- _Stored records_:
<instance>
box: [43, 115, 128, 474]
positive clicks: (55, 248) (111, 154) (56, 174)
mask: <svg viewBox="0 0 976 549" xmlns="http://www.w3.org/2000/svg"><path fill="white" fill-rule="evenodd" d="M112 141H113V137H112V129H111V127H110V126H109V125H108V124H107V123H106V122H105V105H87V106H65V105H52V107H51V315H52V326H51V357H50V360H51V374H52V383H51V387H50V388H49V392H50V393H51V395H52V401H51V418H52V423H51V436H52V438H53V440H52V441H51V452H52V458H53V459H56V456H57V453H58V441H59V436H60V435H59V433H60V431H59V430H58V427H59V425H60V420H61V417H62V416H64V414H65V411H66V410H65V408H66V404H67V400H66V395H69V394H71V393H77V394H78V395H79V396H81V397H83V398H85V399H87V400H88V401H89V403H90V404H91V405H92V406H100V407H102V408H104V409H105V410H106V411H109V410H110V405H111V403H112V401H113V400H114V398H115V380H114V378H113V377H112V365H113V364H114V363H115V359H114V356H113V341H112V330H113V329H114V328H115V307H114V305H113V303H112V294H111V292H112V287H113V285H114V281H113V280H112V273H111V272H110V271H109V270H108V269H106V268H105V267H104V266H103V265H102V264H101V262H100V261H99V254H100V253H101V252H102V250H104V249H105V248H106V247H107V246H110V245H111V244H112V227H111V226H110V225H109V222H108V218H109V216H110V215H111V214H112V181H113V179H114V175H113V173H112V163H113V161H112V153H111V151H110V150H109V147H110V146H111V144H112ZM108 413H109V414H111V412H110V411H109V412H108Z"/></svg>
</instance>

- _What you have to do_:
Return, unchanged, the stretch of the listing from its first line through the line containing "positive clicks: (55, 248)".

- _Response box_:
<instance>
box: [43, 115, 128, 474]
positive clicks: (55, 248) (111, 154) (56, 174)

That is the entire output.